| PROVIDED MATERIAL |
%%
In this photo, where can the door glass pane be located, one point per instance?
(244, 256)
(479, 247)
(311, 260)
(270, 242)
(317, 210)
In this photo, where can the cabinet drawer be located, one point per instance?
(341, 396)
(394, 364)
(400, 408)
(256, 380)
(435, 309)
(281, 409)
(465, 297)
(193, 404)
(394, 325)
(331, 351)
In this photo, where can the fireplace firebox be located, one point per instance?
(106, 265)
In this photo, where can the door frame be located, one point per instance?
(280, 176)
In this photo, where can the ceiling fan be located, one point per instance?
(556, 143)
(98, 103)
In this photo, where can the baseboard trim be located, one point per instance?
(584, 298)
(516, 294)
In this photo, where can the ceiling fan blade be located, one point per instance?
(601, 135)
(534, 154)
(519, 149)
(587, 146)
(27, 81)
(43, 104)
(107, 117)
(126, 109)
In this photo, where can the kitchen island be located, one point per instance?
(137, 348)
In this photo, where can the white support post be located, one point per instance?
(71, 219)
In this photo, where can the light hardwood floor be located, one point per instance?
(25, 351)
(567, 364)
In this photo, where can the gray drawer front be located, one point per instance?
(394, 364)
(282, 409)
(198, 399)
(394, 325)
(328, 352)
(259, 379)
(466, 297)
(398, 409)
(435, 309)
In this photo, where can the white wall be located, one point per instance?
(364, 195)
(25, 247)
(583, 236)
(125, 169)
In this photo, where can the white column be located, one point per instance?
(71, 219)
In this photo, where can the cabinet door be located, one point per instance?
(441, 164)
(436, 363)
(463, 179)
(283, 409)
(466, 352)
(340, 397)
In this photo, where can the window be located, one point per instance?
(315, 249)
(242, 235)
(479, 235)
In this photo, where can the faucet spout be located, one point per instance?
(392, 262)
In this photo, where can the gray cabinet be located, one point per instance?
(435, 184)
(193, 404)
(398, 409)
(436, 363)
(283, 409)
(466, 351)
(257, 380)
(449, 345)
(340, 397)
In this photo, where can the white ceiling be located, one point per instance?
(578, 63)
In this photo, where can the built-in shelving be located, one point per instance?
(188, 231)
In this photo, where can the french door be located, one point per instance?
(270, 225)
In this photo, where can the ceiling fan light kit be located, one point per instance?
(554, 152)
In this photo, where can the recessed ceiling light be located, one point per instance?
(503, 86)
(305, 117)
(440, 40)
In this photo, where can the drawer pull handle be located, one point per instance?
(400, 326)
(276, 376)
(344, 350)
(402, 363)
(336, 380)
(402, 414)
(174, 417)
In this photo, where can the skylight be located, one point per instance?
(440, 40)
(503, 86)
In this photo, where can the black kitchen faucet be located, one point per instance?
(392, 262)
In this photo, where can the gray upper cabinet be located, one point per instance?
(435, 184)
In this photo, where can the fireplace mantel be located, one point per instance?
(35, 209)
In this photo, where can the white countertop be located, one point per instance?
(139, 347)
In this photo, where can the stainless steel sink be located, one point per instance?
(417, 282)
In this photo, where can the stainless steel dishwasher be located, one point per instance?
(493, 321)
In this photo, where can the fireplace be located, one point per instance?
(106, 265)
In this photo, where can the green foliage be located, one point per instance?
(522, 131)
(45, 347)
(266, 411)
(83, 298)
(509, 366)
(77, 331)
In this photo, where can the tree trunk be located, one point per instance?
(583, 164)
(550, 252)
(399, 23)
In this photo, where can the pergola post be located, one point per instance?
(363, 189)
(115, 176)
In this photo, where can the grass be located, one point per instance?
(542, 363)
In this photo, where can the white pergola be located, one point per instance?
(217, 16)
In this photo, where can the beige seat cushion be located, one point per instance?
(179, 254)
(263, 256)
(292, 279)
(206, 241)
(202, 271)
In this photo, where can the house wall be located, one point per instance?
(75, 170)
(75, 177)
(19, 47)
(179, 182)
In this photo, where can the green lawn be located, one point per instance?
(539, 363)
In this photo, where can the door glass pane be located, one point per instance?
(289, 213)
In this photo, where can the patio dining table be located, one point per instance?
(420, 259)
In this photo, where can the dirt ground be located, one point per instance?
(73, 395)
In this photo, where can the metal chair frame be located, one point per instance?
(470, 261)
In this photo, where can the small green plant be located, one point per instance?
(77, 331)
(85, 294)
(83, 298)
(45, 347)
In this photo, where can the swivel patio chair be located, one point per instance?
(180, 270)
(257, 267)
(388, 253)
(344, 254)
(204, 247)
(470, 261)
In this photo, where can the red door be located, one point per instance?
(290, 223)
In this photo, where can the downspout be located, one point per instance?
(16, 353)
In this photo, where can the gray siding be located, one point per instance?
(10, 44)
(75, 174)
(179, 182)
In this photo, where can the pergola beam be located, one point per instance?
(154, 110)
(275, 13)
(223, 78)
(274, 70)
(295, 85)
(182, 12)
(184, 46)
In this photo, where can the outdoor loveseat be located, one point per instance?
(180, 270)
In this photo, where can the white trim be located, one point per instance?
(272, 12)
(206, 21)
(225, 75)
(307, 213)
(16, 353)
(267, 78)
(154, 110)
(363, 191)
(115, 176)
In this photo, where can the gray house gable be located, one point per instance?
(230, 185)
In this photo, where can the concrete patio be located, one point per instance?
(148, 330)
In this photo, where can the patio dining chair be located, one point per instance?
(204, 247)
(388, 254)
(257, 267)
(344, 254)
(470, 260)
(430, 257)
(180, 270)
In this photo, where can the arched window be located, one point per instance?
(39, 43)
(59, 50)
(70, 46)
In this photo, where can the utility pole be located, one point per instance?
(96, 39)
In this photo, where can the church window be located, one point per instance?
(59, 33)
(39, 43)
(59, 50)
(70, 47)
%%
| INSTRUCTIONS TO FOLLOW |
The entire listing needs to be output again, exactly, please.

| ANSWER BOX |
In this photo, where can the door glass pane be located, one point per instance?
(244, 256)
(479, 247)
(311, 260)
(270, 242)
(317, 210)
In this photo, where can the cabinet drawer be located, one point per instance?
(341, 396)
(394, 364)
(400, 408)
(256, 380)
(435, 309)
(281, 409)
(465, 297)
(193, 404)
(394, 325)
(331, 351)
In this photo, where can the fireplace firebox be located, one point per instance?
(106, 265)
In this photo, where can the door frame be located, one point per instance?
(280, 176)
In this photo, where can the ceiling fan be located, one point per instance?
(556, 143)
(98, 103)
In this photo, where can the baseboard trim be located, one point per instance?
(584, 298)
(516, 294)
In this photo, where can the ceiling fan blade be located, one point per instance?
(601, 135)
(534, 154)
(519, 149)
(587, 146)
(27, 81)
(43, 104)
(107, 117)
(126, 109)
In this photo, where can the kitchen island be located, one point per instance?
(137, 348)
In this photo, where can the white support post be located, one point per instance?
(71, 219)
In this photo, where can the light hardwood floor be located, one point per instance?
(25, 351)
(567, 364)
In this photo, where can the gray drawer front be located, one point per instance?
(394, 364)
(282, 409)
(198, 399)
(394, 325)
(328, 352)
(259, 379)
(466, 297)
(398, 409)
(435, 309)
In this photo, where can the white wall be located, one point per instance?
(364, 195)
(25, 247)
(583, 236)
(125, 169)
In this photo, where can the white column be located, one point per instance?
(71, 219)
In this photo, where can the cabinet door be located, one point per instance?
(441, 164)
(436, 363)
(463, 179)
(283, 409)
(466, 352)
(340, 397)
In this photo, where can the window be located, one point per instance?
(315, 249)
(242, 235)
(479, 235)
In this photo, where can the faucet spout be located, one point per instance?
(392, 262)
In this photo, where can the gray cabinet be located, one point per instance?
(435, 184)
(193, 404)
(398, 409)
(436, 363)
(283, 409)
(466, 351)
(257, 380)
(449, 345)
(340, 397)
In this photo, where can the white ceiling be located, one point per instance?
(578, 63)
In this photo, where can the built-in shelving be located, one point per instance?
(188, 231)
In this photo, where can the french door be located, one point per instance?
(270, 225)
In this photo, where can the ceiling fan light kit be located, one point per instance?
(554, 152)
In this photo, where can the recessed ceiling light be located, one point per instance?
(503, 86)
(305, 117)
(440, 40)
In this photo, where can the drawer pull handle be located, one point per instance?
(400, 326)
(276, 376)
(344, 350)
(402, 363)
(336, 380)
(402, 414)
(174, 417)
In this photo, where can the skylight be located, one point per instance?
(440, 40)
(503, 86)
In this photo, where can the black kitchen faucet be located, one point per instance?
(392, 262)
In this photo, where can the gray upper cabinet be located, one point per instance?
(435, 184)
In this photo, where can the fireplace mantel be located, one point per instance?
(35, 209)
In this photo, where can the white countertop be located, one point per instance?
(139, 347)
In this photo, where can the stainless steel sink be located, one point per instance?
(417, 282)
In this photo, where can the stainless steel dishwasher be located, one point per instance?
(493, 321)
In this photo, where can the fireplace be located, one point per instance?
(106, 265)
In this photo, where can the green foliage be located, one point per instance?
(522, 131)
(45, 347)
(266, 411)
(83, 298)
(509, 366)
(77, 331)
In this photo, where can the tree trunk be located, one point per instance?
(583, 164)
(550, 252)
(399, 23)
In this photo, where can the pergola post be located, one point per instance?
(363, 189)
(115, 176)
In this photo, where can the grass be located, one point per instance?
(542, 363)
In this photo, where can the white pergola be located, one point per instance?
(217, 16)
In this photo, where can the beige seat cushion be located, one point per instance?
(179, 254)
(263, 256)
(292, 279)
(206, 241)
(202, 271)
In this photo, where can the house wall be located, one point per instance?
(75, 170)
(75, 177)
(19, 47)
(179, 182)
In this photo, where can the green lawn be located, one point per instance?
(539, 363)
In this photo, where can the door glass pane be located, one point per instance?
(289, 213)
In this photo, where can the patio dining table be located, one point per instance?
(420, 259)
In this photo, where can the dirt ground be located, one point per instance?
(73, 395)
In this photo, where can the metal chair frame be located, one point per instance?
(470, 261)
In this photo, where can the small green plant be located, one point per instance?
(77, 331)
(85, 294)
(83, 298)
(45, 347)
In this photo, where can the swivel patio chair be located, one point per instance?
(180, 270)
(257, 267)
(388, 253)
(344, 254)
(204, 247)
(470, 261)
In this photo, where can the red door be located, one point per instance?
(290, 223)
In this photo, where can the downspout be located, one point per instance?
(16, 353)
In this photo, where can the gray siding be located, one point per instance?
(10, 44)
(75, 174)
(179, 182)
In this photo, where can the pergola beam be located, one point per instance?
(154, 110)
(275, 13)
(223, 78)
(274, 70)
(295, 85)
(182, 12)
(184, 46)
In this photo, where can the outdoor loveseat be located, one point per instance?
(180, 270)
In this photo, where can the white trim be located, one point per instance?
(272, 12)
(206, 21)
(225, 75)
(307, 213)
(16, 353)
(267, 78)
(154, 110)
(363, 191)
(115, 176)
In this photo, where can the gray house gable be located, one point per instance?
(230, 185)
In this photo, where can the concrete patio be located, one point per instance?
(148, 330)
In this photo, where can the patio dining chair be located, one point per instance?
(204, 247)
(388, 254)
(257, 267)
(344, 254)
(470, 260)
(430, 257)
(180, 270)
In this photo, where can the arched window be located, one point per instance?
(39, 43)
(59, 50)
(70, 46)
In this photo, where can the utility pole be located, one point per instance?
(96, 39)
In this photo, where can the church window be located, one point per instance?
(59, 33)
(39, 43)
(59, 50)
(70, 47)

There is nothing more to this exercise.